Excerpts from a dataset
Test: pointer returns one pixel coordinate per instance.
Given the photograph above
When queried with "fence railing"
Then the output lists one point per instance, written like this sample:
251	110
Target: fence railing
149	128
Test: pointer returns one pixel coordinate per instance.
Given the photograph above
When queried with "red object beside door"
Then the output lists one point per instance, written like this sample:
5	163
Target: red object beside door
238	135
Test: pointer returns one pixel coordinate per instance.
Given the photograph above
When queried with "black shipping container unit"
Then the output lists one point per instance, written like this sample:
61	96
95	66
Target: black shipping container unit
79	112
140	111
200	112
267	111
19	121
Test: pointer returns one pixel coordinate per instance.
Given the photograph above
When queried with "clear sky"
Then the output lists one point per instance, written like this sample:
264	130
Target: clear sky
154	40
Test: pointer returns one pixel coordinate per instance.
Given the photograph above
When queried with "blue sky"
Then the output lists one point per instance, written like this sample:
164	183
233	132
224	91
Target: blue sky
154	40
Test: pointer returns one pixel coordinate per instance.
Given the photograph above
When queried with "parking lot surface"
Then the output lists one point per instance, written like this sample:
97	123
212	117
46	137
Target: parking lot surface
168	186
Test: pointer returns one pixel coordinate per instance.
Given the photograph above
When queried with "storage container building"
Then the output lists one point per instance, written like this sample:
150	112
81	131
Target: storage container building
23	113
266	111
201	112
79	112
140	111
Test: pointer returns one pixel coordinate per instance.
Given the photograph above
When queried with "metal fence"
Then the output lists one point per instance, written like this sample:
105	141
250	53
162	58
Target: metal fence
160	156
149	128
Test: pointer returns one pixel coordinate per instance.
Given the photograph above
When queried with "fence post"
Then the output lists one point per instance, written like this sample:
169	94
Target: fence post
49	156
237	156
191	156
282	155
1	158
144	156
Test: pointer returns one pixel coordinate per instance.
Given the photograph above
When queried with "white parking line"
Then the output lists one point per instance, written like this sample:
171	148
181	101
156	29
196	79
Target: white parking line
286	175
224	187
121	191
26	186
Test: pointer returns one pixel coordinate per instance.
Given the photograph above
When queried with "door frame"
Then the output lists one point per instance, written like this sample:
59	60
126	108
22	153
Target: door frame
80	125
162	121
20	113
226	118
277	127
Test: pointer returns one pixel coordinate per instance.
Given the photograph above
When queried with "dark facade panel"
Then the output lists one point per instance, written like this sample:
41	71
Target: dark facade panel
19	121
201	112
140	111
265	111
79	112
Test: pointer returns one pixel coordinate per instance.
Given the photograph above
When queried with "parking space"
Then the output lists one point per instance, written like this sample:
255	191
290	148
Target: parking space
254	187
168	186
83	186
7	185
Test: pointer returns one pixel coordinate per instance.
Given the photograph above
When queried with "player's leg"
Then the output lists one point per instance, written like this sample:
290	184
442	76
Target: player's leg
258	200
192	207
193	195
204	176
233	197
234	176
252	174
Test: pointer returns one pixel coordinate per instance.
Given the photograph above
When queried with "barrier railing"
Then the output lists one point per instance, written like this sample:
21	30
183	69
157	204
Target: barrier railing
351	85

Task instructions
The answer must be every entry, reproduced exactly.

Finished task
Test: pointer returns one pixel coordinate per instance.
Given the photograph above
When queried with "fence railing"
Then the output lists one point per instance, written like this sample:
251	110
Target: fence railing
149	128
Test: pointer returns one pixel coordinate per instance.
Given the photograph above
When queried with "red object beside door"
Then the output lists one point per instance, written like this sample:
5	163
Target: red object beside door
238	135
Test: pointer returns one pixel coordinate per instance.
Given the photograph above
When queried with "black shipping container unit"
Then the output lists one point per instance, written like this sample:
61	96
95	66
Target: black shipping container unit
79	112
140	111
200	112
267	111
19	121
Test: pointer returns one pixel coordinate per instance.
Given the photograph above
When queried with "clear sky"
Then the output lists one point per instance, written like this sample:
264	130
Target: clear sky
154	40
Test: pointer returns one pixel coordinate per instance.
Given the photograph above
When queried with "blue sky"
Then the output lists one point per instance, written like this sample:
164	183
233	132
224	91
Target: blue sky
154	40
Test: pointer returns one pixel coordinate per instance.
Given the photograph above
When queried with "parking lot surface"
Then the output lists one point per instance, written like this sample:
97	123
212	117
46	137
Target: parking lot surface
168	186
Test: pointer returns one pixel coordinate per instance.
Given the photograph above
When queried with "storage container building"
Then the output lists one point per instance, written like this sample:
150	112
81	131
Target: storage container building
23	113
266	111
201	112
79	112
140	111
Test: pointer returns one pixel coordinate per instance.
Given the photograph above
When queried with "metal fence"
Then the output lists one point per instance, written like this sample:
105	141
250	53
162	58
Target: metal fence
160	156
149	128
Test: pointer returns one pixel coordinate per instance.
Given the photograph above
When queried with "fence post"
Then the output lists one point per instance, written like this sample:
169	94
Target: fence post
49	156
237	156
191	156
282	155
1	158
144	156
Test: pointer returns one pixel coordinate per instance.
Given the photograph above
When queried with "white parking line"
Then the output lists one point per instance, written like this sample:
171	148
181	101
156	29
196	79
Target: white parking line
286	175
224	187
121	191
26	186
Test: pointer returns one pixel coordinate per instance.
Given the photograph above
When queried with "door frame"
Then the output lists one point per instance, written like this sample:
59	60
126	108
22	153
Target: door frame
80	125
162	121
20	113
226	118
277	127
Test: pointer returns one pixel coordinate per instance.
Given the photograph above
When queried with "dark facade panel"
Then the output lists one point per instance, written like this sample:
41	71
Target: dark facade panel
19	121
201	112
140	111
265	111
79	112
Test: pointer returns one pixel coordinate per instance.
Given the photograph above
When queried with "parking space"
Then the output lists one point per instance, written like this sample:
255	191
290	148
Target: parking space
254	187
168	186
83	186
7	185
Test: pointer returns one pixel coordinate per instance.
Given the photograph above
When queried with "player's leg"
Then the output lists one point per instance, written like this sample:
290	184
442	76
Target: player's leg
258	200
192	207
193	195
204	176
233	197
234	176
252	174
Test: pointer returns one pixel coordinate per instance.
Given the photograph above
When queried with "barrier railing"
Then the output lists one point per instance, written like this sample:
21	30
183	69
157	204
Target: barrier railing
351	85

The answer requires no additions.